● EXTRACTED RECORDS:
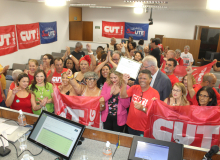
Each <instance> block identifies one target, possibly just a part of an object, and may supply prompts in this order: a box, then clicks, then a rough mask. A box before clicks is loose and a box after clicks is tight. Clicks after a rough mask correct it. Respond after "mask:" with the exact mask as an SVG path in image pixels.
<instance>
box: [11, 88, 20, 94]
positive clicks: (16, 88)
mask: <svg viewBox="0 0 220 160" xmlns="http://www.w3.org/2000/svg"><path fill="white" fill-rule="evenodd" d="M19 91H21V89H20V88H18V87H15V88H14V89H13V90H12V94H14V95H15V94H16V93H18V92H19Z"/></svg>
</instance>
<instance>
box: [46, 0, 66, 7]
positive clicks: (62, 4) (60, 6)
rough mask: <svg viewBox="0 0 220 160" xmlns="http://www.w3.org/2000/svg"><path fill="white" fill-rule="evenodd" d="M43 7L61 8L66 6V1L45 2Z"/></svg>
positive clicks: (62, 0)
mask: <svg viewBox="0 0 220 160" xmlns="http://www.w3.org/2000/svg"><path fill="white" fill-rule="evenodd" d="M45 5H47V6H51V7H61V6H65V5H66V0H45Z"/></svg>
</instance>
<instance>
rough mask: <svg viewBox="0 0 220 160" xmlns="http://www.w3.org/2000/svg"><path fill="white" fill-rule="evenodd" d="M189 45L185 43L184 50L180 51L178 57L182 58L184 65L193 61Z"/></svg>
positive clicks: (185, 65) (192, 61) (193, 59)
mask: <svg viewBox="0 0 220 160" xmlns="http://www.w3.org/2000/svg"><path fill="white" fill-rule="evenodd" d="M189 49H190V47H189V46H188V45H186V46H185V47H184V52H182V53H181V55H180V57H181V58H182V59H183V65H184V66H189V65H190V64H191V65H192V64H193V62H194V59H193V56H192V54H191V53H189Z"/></svg>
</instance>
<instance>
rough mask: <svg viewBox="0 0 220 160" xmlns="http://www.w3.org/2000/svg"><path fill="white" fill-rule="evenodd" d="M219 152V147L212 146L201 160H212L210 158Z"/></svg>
mask: <svg viewBox="0 0 220 160" xmlns="http://www.w3.org/2000/svg"><path fill="white" fill-rule="evenodd" d="M218 151H219V147H218V146H217V145H214V146H212V147H211V149H210V150H209V151H208V152H207V153H206V154H205V155H204V157H203V159H202V160H212V156H213V155H214V154H216V153H217V152H218Z"/></svg>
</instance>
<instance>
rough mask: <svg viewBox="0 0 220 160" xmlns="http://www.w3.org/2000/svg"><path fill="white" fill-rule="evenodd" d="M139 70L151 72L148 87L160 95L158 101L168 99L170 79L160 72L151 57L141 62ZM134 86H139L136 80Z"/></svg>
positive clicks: (169, 86)
mask: <svg viewBox="0 0 220 160" xmlns="http://www.w3.org/2000/svg"><path fill="white" fill-rule="evenodd" d="M142 62H143V63H142V67H141V70H144V69H148V70H149V71H150V72H151V75H152V80H151V83H150V86H151V87H152V88H154V89H156V90H157V91H158V92H159V94H160V100H161V101H164V99H165V98H167V97H169V95H170V93H171V89H172V85H171V82H170V79H169V78H168V77H167V75H166V74H164V73H163V72H161V71H160V69H159V68H158V66H157V59H156V58H155V57H153V56H151V55H149V56H146V57H145V58H144V59H143V61H142ZM135 84H139V82H138V78H137V79H136V81H135Z"/></svg>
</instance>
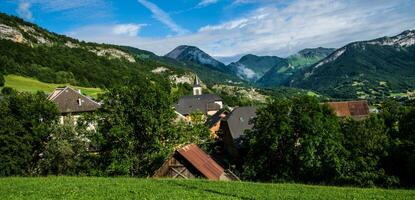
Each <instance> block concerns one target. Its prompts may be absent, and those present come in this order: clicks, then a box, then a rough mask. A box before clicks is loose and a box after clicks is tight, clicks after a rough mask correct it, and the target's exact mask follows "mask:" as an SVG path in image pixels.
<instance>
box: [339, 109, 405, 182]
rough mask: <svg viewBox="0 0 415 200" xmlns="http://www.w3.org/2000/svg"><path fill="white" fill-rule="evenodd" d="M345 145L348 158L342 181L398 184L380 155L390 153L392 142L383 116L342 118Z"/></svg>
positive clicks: (344, 144) (345, 181) (380, 155)
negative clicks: (381, 116)
mask: <svg viewBox="0 0 415 200" xmlns="http://www.w3.org/2000/svg"><path fill="white" fill-rule="evenodd" d="M342 131H343V135H344V142H343V146H344V147H345V148H346V149H347V153H348V156H347V157H348V159H347V164H346V166H345V168H344V171H343V174H342V176H341V179H342V183H345V184H354V185H360V186H374V185H376V184H378V185H380V184H382V185H390V184H395V183H396V182H397V180H396V179H395V178H394V177H389V176H387V175H386V173H385V169H383V168H382V166H381V162H380V161H381V159H382V158H385V157H386V156H387V155H388V149H389V148H388V147H389V145H390V140H389V137H388V135H387V133H386V127H385V125H384V122H383V121H382V119H381V118H379V117H377V116H371V117H370V118H368V119H365V120H361V121H356V120H353V119H347V120H343V121H342Z"/></svg>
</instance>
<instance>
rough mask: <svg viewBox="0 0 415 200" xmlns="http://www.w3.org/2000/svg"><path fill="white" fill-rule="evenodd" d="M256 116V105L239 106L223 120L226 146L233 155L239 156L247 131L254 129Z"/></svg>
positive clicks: (223, 128)
mask: <svg viewBox="0 0 415 200" xmlns="http://www.w3.org/2000/svg"><path fill="white" fill-rule="evenodd" d="M255 117H256V107H253V106H244V107H237V108H235V109H233V110H232V112H231V113H230V114H229V115H228V116H227V117H226V118H225V119H224V120H223V121H222V122H221V127H220V129H221V130H222V132H223V136H222V137H223V138H222V140H223V143H224V148H225V150H226V151H227V152H228V153H229V154H230V155H231V156H232V157H234V158H238V157H239V150H240V149H241V147H242V139H243V137H244V135H245V131H246V130H250V129H252V127H253V126H254V125H253V124H252V119H253V118H255Z"/></svg>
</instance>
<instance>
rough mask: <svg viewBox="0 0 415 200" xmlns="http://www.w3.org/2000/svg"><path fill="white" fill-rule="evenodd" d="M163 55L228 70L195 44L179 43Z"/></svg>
mask: <svg viewBox="0 0 415 200" xmlns="http://www.w3.org/2000/svg"><path fill="white" fill-rule="evenodd" d="M165 57H168V58H172V59H176V60H178V61H182V62H188V63H194V64H199V65H203V66H206V67H208V68H211V69H213V70H218V71H221V72H228V70H227V67H226V66H225V64H223V63H221V62H219V61H217V60H216V59H214V58H213V57H212V56H210V55H209V54H207V53H205V52H204V51H202V50H200V49H199V48H197V47H195V46H187V45H181V46H178V47H176V48H175V49H173V50H172V51H170V52H169V53H168V54H166V55H165Z"/></svg>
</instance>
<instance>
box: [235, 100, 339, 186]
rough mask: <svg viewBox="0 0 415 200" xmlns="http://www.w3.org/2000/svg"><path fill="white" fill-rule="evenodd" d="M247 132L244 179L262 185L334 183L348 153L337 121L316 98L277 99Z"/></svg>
mask: <svg viewBox="0 0 415 200" xmlns="http://www.w3.org/2000/svg"><path fill="white" fill-rule="evenodd" d="M253 122H254V128H253V130H252V131H249V132H247V134H246V140H245V145H246V147H247V148H248V154H247V156H246V161H245V164H244V167H243V168H244V172H243V174H244V176H245V177H246V178H248V179H250V180H261V181H299V182H331V181H334V180H335V179H336V177H338V175H339V173H340V171H341V168H342V165H343V162H344V157H343V155H344V154H345V152H344V151H345V150H344V148H343V147H342V144H341V142H342V135H341V132H340V127H339V122H338V119H337V117H336V116H335V115H334V114H333V113H332V111H331V110H330V109H329V108H328V107H327V106H325V105H321V104H319V102H318V100H317V99H315V98H313V97H307V96H301V97H294V98H292V99H276V100H274V101H272V102H270V103H268V104H267V105H266V106H265V107H264V108H262V109H259V110H258V112H257V117H256V118H255V119H254V120H253Z"/></svg>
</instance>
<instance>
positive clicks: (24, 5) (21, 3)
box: [16, 1, 33, 21]
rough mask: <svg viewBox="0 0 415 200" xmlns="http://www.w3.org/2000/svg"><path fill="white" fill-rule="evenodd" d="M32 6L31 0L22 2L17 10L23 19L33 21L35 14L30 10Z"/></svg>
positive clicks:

● EXERCISE AIM: Count the lines in the items above that contain the word "block" and reply with only that number.

● RESULT BELOW: 2